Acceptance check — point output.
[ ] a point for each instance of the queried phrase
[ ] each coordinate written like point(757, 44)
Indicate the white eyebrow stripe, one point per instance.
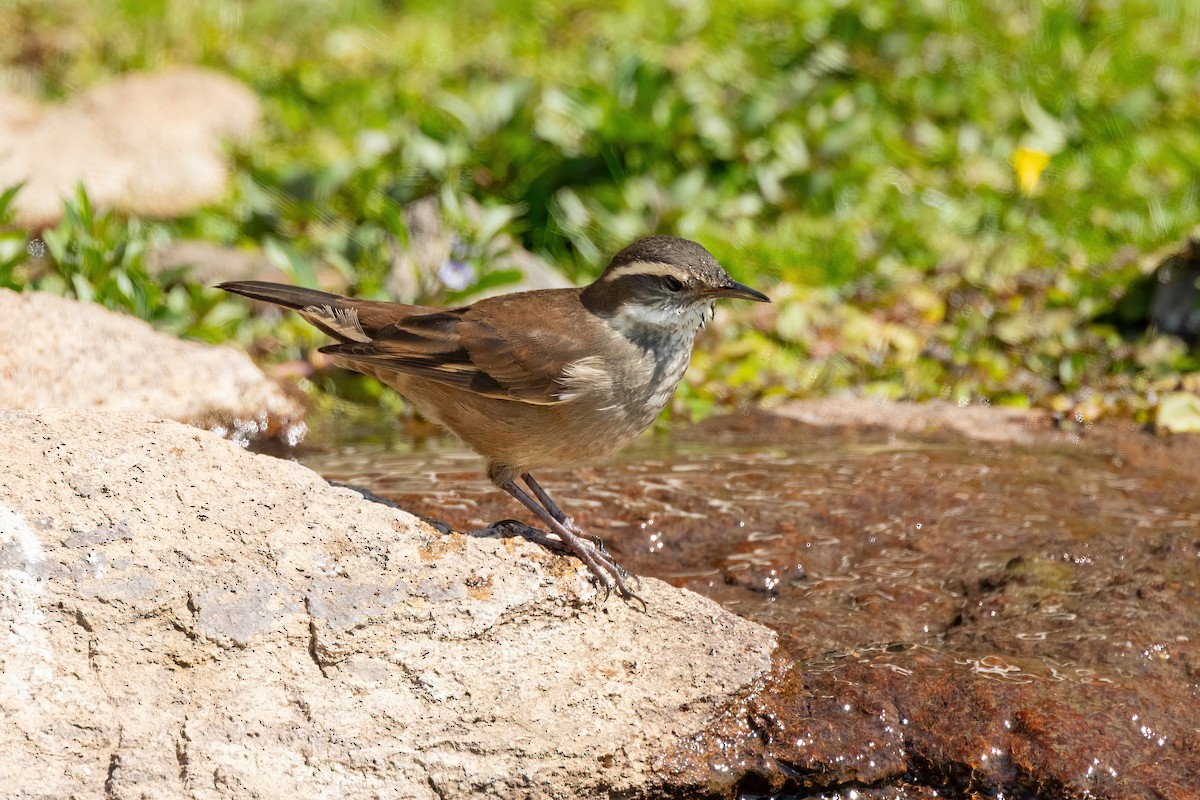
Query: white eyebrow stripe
point(642, 268)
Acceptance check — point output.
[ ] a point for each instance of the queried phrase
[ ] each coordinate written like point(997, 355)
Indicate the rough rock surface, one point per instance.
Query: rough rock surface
point(180, 618)
point(64, 353)
point(147, 144)
point(957, 618)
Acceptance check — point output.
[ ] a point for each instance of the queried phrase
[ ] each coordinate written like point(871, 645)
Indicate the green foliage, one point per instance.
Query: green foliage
point(13, 247)
point(946, 199)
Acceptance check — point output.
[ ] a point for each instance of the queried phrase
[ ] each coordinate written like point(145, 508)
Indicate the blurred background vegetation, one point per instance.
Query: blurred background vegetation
point(951, 199)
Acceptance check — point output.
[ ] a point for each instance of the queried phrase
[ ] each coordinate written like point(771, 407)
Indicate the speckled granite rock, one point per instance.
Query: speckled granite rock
point(181, 618)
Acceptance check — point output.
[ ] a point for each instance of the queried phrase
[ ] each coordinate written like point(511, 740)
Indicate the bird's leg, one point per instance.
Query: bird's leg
point(557, 513)
point(599, 563)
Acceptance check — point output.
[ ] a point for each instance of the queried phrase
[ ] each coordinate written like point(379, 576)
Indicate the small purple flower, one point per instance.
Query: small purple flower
point(456, 275)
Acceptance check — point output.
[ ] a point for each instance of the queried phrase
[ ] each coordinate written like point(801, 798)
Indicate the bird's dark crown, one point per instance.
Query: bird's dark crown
point(690, 259)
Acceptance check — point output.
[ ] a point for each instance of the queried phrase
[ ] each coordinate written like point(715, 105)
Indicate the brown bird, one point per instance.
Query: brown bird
point(537, 379)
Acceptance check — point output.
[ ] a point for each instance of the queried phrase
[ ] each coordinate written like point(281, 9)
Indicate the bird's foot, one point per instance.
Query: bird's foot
point(579, 531)
point(604, 569)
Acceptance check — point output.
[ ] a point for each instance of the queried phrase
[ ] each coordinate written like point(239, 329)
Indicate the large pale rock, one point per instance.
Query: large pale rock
point(419, 268)
point(180, 618)
point(145, 144)
point(65, 353)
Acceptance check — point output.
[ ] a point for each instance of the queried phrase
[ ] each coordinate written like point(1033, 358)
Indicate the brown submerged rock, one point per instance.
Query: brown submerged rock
point(181, 618)
point(1011, 617)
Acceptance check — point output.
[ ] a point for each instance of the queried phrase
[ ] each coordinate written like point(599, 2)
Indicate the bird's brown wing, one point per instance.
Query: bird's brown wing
point(480, 349)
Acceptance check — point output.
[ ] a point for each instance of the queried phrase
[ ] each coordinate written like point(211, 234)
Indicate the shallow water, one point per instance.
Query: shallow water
point(957, 618)
point(837, 539)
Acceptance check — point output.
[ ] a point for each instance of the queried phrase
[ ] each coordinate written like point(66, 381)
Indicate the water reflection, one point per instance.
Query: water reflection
point(1003, 555)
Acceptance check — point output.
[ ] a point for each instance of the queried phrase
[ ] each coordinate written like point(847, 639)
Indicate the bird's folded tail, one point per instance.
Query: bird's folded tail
point(343, 318)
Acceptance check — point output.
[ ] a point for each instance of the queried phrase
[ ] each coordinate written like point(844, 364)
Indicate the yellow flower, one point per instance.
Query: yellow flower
point(1029, 164)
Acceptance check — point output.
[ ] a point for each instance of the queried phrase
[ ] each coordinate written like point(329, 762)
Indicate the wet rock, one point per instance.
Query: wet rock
point(984, 422)
point(203, 620)
point(144, 144)
point(64, 353)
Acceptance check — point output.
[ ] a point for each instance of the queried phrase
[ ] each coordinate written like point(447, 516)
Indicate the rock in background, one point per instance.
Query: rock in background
point(144, 144)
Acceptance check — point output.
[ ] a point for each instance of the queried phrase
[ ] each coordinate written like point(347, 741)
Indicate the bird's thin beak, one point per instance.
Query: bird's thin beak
point(739, 290)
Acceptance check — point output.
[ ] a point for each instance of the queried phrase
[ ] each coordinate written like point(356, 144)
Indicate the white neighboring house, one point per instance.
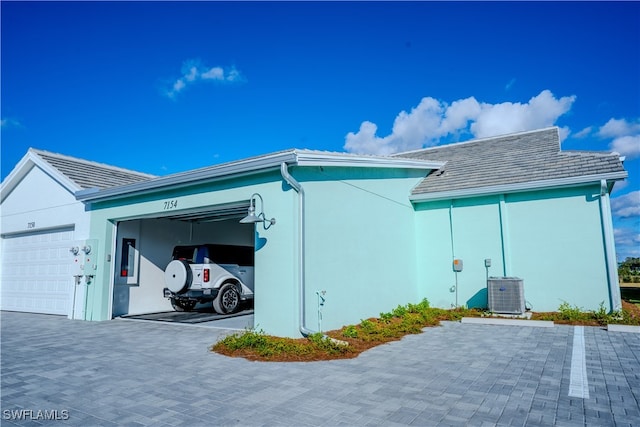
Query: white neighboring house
point(43, 231)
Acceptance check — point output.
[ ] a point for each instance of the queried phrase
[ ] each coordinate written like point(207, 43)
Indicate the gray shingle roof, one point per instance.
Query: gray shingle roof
point(509, 159)
point(86, 174)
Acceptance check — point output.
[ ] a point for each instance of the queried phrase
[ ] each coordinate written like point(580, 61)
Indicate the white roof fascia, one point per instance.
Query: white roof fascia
point(517, 187)
point(23, 167)
point(308, 158)
point(252, 166)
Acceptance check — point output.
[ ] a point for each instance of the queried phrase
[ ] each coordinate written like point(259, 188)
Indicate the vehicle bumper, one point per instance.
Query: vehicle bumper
point(206, 294)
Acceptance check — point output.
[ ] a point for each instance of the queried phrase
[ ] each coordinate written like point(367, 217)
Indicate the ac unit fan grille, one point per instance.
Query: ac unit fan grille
point(506, 295)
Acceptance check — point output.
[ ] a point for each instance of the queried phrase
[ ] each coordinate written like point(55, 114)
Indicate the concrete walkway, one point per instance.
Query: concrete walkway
point(125, 373)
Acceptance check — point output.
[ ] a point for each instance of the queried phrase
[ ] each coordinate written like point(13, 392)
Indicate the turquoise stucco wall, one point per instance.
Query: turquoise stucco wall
point(275, 285)
point(359, 243)
point(556, 243)
point(360, 237)
point(551, 239)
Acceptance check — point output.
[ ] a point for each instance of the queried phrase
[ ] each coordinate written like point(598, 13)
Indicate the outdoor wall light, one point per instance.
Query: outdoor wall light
point(252, 218)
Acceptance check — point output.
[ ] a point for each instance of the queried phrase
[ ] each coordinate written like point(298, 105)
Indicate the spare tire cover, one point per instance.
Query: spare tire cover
point(177, 276)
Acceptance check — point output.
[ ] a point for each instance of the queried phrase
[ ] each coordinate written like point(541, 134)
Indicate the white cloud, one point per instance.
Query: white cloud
point(618, 127)
point(627, 205)
point(628, 241)
point(193, 71)
point(9, 122)
point(628, 146)
point(583, 133)
point(432, 120)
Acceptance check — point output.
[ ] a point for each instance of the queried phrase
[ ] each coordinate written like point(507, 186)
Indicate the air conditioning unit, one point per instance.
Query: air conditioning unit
point(506, 295)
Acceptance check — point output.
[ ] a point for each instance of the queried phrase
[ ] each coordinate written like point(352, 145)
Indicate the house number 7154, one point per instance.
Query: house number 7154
point(170, 204)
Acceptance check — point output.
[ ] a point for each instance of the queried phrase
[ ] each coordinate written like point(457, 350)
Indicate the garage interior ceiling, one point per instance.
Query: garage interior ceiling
point(212, 213)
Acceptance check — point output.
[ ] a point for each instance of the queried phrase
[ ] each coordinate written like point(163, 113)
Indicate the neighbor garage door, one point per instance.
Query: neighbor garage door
point(36, 273)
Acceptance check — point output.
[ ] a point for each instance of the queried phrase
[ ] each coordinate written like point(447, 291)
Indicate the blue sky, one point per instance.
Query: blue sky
point(164, 87)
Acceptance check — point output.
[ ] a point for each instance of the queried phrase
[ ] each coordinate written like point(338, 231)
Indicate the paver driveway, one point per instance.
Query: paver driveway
point(126, 373)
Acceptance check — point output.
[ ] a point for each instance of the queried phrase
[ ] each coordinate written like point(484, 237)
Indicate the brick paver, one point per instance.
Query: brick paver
point(125, 373)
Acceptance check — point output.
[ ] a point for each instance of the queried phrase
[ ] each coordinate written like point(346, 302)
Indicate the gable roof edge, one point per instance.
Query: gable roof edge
point(25, 165)
point(517, 187)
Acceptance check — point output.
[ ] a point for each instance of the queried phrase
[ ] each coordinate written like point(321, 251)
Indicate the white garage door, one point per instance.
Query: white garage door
point(36, 273)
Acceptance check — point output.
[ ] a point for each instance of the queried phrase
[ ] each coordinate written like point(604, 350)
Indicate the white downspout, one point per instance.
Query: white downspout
point(301, 255)
point(609, 246)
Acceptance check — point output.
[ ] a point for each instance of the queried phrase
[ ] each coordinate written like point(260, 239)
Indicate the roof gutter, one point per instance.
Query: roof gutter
point(301, 254)
point(249, 167)
point(522, 186)
point(609, 244)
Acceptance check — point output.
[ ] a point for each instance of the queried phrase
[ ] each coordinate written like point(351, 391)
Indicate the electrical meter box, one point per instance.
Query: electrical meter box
point(90, 251)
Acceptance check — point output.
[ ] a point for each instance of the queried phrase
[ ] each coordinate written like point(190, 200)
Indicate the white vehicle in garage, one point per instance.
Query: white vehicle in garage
point(222, 274)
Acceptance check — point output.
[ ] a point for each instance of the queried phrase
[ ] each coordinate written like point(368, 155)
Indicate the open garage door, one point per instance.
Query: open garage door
point(145, 246)
point(36, 273)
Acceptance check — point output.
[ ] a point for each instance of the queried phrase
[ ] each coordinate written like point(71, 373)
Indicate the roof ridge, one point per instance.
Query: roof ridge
point(478, 140)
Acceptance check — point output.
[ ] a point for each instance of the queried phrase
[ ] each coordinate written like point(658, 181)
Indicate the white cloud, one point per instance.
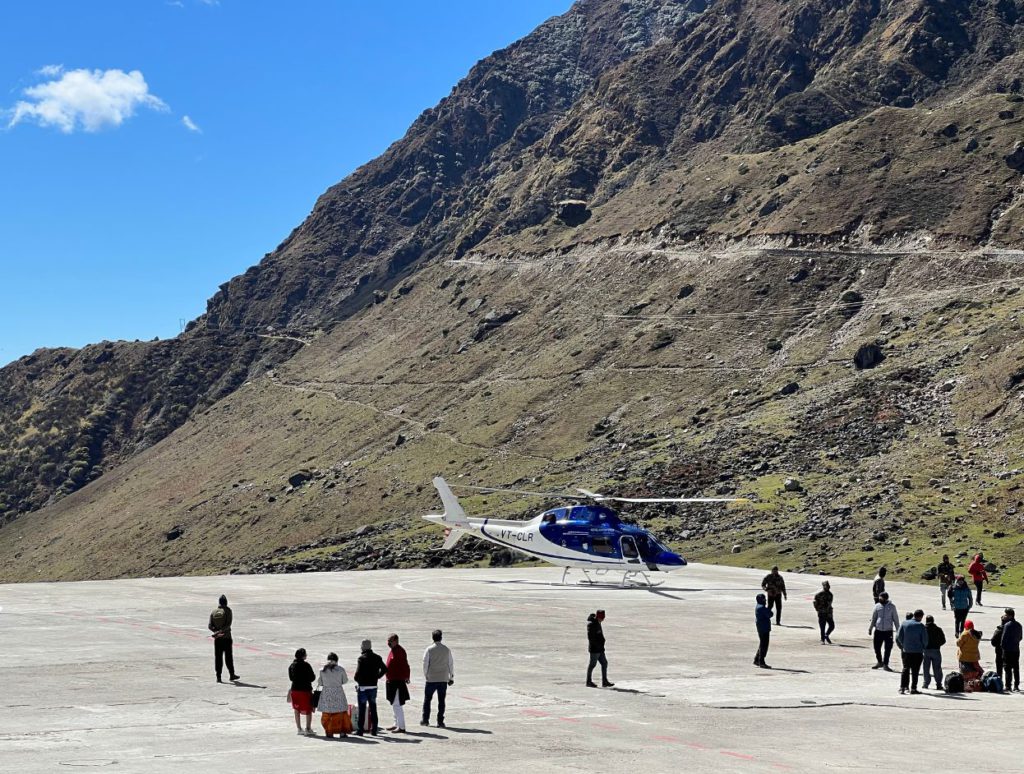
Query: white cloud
point(89, 99)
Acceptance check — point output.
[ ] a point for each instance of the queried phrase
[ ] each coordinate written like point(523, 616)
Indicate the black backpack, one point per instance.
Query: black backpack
point(953, 683)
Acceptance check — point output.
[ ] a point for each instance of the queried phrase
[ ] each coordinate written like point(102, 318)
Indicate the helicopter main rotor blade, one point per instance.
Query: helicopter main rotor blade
point(559, 495)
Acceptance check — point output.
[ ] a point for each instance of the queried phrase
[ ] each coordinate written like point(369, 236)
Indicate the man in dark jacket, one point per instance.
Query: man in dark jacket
point(369, 669)
point(762, 619)
point(913, 641)
point(947, 574)
point(774, 588)
point(396, 682)
point(1013, 633)
point(595, 644)
point(933, 654)
point(822, 604)
point(220, 625)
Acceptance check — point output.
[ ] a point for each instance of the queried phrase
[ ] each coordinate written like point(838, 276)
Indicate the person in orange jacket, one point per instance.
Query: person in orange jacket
point(977, 570)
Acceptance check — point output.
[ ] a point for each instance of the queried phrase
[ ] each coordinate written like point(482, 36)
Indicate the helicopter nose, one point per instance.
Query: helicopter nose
point(667, 561)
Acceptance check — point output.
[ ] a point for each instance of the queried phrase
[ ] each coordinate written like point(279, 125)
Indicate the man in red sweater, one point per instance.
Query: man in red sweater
point(396, 682)
point(977, 570)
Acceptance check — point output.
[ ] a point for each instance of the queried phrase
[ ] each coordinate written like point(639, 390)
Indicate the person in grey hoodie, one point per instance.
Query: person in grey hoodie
point(438, 672)
point(885, 621)
point(913, 640)
point(933, 654)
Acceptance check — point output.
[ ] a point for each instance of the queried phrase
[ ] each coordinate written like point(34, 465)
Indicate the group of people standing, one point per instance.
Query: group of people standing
point(329, 697)
point(919, 638)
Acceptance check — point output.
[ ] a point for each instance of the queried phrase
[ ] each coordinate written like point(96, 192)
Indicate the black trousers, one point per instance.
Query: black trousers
point(883, 639)
point(911, 668)
point(1012, 667)
point(777, 601)
point(960, 617)
point(222, 653)
point(428, 693)
point(764, 639)
point(597, 658)
point(826, 624)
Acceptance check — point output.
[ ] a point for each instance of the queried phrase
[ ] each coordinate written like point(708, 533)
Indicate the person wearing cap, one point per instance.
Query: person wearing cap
point(774, 588)
point(333, 702)
point(301, 692)
point(968, 652)
point(438, 674)
point(885, 622)
point(913, 640)
point(595, 646)
point(1012, 635)
point(369, 669)
point(396, 682)
point(962, 602)
point(933, 653)
point(880, 585)
point(220, 626)
point(762, 619)
point(822, 604)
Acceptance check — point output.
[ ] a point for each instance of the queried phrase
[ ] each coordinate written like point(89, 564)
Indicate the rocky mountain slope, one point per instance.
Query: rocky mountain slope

= = = = =

*YOUR OBJECTIVE*.
Count the lines in the rows above that contain the string "grille", matching case exactly. Reply with the number alone.

*EXERCISE SOLUTION*.
2